◆ Problem to solve
Your output is the line containing "Spot the black shorts" plus all lines after it to the end of the records, reproduced exactly, with nothing else.

◆ Supplied information
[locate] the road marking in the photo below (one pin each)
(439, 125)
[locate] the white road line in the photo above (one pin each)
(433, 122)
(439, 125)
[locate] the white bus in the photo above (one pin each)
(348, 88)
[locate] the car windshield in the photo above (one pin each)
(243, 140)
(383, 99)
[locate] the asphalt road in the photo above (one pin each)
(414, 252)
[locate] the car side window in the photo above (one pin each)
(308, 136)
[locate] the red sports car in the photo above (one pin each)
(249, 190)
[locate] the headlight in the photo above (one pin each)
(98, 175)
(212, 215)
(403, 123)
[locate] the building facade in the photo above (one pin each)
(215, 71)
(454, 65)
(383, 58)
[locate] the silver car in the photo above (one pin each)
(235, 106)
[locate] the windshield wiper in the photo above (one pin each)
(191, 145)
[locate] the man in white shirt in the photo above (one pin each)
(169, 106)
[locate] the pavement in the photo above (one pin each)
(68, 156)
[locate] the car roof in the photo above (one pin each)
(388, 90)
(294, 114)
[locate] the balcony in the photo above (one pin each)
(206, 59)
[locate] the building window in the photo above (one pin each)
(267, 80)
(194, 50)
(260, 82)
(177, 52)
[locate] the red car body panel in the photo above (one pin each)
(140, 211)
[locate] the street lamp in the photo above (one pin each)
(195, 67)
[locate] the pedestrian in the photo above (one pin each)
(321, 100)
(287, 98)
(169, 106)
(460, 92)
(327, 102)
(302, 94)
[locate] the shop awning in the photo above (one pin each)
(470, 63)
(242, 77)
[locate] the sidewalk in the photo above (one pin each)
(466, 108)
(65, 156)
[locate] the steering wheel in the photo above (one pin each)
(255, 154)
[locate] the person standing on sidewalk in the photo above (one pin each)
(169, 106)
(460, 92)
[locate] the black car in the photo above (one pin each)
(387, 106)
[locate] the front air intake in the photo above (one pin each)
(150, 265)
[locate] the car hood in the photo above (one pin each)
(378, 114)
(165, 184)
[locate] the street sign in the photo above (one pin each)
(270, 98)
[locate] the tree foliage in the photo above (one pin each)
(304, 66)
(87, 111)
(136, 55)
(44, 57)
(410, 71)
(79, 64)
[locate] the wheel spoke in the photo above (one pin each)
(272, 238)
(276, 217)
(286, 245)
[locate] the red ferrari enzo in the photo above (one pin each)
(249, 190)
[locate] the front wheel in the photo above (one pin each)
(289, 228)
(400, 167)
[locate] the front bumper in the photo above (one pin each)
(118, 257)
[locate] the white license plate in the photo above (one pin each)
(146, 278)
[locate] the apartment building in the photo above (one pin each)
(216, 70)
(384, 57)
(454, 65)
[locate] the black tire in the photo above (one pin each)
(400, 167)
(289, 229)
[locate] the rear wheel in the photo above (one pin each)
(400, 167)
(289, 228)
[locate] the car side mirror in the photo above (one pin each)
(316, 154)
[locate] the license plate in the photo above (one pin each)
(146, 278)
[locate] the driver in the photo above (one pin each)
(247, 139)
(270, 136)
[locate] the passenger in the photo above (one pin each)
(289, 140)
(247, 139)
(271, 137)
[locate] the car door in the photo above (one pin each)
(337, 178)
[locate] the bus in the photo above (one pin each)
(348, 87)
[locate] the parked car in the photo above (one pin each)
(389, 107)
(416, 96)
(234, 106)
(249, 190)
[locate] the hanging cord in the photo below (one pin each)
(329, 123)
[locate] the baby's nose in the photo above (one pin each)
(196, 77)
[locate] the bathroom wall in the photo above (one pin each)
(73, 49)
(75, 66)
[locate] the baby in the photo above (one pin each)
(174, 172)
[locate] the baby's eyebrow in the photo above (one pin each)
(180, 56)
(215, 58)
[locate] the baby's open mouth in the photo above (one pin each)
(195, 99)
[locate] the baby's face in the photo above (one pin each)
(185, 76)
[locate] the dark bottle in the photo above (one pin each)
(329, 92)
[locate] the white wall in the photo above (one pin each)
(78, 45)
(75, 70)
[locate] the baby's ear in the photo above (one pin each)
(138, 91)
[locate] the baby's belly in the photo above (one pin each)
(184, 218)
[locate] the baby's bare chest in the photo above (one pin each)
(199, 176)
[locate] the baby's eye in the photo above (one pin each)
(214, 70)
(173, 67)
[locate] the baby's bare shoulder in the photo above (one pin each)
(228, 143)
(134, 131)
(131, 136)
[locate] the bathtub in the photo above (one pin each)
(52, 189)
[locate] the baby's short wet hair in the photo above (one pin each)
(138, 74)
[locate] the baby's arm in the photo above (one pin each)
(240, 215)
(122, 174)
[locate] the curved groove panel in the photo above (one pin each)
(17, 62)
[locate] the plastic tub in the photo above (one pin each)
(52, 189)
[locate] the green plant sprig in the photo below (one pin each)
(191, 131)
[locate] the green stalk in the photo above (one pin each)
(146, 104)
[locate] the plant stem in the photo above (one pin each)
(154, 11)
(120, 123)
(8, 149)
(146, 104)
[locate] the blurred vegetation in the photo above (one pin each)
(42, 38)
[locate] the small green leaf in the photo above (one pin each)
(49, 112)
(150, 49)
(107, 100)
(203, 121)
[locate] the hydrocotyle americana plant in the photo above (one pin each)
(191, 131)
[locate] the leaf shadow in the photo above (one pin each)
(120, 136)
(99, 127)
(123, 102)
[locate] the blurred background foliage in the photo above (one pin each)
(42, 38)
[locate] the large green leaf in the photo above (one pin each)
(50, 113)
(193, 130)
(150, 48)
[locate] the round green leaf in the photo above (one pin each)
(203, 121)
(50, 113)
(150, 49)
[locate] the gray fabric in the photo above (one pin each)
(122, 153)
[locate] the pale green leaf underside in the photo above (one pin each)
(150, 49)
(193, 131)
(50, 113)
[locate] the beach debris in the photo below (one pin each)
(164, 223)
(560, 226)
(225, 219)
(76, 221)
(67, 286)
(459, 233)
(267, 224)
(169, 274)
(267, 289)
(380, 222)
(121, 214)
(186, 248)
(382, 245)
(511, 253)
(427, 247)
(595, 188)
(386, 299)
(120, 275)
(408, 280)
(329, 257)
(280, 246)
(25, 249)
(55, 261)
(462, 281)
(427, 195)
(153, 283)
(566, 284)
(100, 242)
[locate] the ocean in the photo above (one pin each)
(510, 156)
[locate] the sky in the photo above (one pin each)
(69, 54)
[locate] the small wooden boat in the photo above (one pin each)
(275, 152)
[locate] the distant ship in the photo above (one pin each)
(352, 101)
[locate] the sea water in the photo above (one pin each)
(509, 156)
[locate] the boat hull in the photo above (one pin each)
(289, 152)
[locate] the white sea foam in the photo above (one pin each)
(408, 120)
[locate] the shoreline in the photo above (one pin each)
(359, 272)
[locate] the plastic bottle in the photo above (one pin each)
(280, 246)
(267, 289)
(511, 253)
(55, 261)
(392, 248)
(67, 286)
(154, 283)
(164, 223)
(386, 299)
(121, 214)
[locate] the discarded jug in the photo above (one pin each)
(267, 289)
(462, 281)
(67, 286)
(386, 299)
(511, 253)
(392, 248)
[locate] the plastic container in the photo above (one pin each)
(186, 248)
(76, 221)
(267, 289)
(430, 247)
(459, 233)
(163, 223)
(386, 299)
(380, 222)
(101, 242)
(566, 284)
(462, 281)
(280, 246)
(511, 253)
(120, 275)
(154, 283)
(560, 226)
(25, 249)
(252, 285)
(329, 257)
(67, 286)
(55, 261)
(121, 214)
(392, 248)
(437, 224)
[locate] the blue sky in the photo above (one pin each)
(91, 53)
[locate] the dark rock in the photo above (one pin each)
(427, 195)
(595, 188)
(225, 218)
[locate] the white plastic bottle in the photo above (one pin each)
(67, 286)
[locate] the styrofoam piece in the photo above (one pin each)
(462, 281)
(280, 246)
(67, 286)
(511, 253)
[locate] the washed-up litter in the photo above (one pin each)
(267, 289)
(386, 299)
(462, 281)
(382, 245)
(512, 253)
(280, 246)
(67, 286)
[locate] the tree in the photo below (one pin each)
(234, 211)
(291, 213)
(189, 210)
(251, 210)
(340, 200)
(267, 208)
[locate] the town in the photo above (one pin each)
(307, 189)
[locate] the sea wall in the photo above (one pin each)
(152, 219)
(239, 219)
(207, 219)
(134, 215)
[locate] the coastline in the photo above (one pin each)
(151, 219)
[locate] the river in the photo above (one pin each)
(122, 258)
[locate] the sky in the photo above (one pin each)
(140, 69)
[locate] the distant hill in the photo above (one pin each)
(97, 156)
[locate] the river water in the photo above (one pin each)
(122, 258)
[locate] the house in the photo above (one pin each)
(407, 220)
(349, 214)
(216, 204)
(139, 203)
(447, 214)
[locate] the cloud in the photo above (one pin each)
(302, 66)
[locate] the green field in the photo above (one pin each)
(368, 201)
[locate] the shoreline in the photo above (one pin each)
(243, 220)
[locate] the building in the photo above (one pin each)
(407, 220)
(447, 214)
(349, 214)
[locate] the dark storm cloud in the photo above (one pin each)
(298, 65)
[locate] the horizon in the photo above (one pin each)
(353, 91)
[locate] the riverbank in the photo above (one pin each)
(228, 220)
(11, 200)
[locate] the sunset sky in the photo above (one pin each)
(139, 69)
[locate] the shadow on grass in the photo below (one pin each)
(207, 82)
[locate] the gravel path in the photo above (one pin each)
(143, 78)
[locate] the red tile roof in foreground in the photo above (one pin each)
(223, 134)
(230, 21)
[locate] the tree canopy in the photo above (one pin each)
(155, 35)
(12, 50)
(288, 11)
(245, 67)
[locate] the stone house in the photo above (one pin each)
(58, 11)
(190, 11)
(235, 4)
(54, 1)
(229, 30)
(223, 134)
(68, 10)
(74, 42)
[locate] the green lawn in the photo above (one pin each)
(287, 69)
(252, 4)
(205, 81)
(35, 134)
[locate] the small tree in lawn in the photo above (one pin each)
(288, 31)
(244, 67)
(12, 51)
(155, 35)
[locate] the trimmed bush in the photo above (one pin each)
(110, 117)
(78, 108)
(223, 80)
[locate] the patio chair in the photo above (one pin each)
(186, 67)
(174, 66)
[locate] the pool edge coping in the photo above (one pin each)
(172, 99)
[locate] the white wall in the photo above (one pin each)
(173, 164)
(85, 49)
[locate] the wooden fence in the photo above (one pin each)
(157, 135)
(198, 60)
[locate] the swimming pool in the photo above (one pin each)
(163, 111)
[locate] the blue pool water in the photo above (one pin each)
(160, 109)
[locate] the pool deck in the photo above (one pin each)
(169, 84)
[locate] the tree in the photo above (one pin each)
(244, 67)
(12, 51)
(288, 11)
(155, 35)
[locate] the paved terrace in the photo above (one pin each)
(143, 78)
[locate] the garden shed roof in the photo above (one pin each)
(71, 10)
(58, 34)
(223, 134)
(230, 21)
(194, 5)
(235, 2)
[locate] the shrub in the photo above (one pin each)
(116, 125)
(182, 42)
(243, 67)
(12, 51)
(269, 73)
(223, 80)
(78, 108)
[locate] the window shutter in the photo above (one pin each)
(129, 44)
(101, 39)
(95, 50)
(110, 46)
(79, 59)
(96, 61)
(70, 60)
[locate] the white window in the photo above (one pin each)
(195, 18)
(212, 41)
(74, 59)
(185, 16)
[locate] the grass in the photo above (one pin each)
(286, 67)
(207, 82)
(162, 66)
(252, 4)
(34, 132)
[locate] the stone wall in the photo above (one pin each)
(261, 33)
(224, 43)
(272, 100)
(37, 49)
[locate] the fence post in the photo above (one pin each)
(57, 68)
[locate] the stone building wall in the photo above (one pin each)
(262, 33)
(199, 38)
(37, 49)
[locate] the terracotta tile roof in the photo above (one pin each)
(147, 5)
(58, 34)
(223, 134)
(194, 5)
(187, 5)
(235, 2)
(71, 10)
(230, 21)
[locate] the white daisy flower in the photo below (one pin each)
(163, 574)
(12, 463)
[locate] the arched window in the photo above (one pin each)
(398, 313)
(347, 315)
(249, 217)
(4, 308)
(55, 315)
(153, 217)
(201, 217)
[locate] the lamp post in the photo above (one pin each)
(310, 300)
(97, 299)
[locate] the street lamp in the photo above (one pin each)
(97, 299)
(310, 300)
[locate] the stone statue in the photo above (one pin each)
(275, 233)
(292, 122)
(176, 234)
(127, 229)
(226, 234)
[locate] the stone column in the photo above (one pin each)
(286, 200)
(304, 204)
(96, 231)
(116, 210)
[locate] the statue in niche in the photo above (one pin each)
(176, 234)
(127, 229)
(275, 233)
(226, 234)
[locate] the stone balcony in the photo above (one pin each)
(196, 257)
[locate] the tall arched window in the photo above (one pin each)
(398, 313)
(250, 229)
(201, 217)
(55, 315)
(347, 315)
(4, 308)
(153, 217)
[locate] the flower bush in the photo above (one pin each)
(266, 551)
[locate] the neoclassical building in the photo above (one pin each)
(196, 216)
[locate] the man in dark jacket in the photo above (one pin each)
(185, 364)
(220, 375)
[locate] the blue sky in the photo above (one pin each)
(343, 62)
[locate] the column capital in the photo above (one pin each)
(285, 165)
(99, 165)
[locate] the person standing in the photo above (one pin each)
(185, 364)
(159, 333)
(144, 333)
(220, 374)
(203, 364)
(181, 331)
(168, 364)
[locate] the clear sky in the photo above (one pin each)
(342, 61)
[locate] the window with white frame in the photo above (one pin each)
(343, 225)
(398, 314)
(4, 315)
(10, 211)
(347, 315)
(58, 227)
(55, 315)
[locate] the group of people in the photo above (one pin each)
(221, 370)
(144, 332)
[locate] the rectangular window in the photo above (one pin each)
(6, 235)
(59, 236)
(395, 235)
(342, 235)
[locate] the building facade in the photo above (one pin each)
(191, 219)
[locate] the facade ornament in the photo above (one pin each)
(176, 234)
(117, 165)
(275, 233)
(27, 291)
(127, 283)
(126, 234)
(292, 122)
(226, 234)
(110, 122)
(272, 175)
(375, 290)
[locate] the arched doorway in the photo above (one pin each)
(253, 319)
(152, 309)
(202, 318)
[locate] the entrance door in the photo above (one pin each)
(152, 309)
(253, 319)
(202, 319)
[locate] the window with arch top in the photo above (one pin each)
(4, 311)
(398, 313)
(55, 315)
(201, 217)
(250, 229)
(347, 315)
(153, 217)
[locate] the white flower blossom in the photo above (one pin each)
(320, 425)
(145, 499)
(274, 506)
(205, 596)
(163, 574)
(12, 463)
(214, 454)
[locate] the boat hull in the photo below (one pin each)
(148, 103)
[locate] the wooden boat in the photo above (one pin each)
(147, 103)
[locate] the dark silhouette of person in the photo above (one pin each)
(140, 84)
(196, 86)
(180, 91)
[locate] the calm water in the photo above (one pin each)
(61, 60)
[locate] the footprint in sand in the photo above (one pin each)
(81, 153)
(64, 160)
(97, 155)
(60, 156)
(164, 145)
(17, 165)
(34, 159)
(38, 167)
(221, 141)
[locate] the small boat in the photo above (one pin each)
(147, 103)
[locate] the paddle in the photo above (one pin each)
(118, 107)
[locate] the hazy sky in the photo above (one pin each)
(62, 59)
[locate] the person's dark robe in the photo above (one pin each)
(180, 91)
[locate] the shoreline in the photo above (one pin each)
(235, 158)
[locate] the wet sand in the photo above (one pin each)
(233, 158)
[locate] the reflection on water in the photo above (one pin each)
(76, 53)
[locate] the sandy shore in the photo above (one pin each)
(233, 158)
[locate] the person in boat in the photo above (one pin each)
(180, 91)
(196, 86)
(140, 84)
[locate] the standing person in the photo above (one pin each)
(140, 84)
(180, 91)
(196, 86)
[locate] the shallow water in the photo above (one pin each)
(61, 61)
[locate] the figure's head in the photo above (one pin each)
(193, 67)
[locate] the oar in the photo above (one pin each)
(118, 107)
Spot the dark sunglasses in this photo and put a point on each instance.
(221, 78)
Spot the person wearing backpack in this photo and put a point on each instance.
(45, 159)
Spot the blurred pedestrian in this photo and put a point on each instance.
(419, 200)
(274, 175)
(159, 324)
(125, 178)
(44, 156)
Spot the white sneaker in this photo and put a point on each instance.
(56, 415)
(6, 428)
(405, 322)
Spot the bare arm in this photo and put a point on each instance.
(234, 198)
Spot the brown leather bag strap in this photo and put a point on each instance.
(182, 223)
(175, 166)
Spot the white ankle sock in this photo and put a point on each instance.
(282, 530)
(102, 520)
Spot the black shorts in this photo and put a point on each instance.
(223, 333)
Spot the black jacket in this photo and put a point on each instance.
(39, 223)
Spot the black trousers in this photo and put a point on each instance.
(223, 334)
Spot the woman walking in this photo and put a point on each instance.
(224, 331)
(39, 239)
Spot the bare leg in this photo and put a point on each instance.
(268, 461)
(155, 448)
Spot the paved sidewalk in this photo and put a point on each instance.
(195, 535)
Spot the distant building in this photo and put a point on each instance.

◆ Output of the task
Spot the black shorts in this photo and put a point on each instance.
(223, 333)
Spot the black jacket in this photo and put a point on each instance.
(39, 223)
Spot the black trousers in this photo and put a point on each instance.
(223, 334)
Spot the woman walking in this photo and put a point on each instance.
(224, 331)
(39, 239)
Spot the bare leg in this photo and put a point on each instance.
(268, 461)
(155, 448)
Spot the paved sidewalk in this photo and put a point on each instance.
(195, 535)
Spot the distant building in this photo and put a point on each instance.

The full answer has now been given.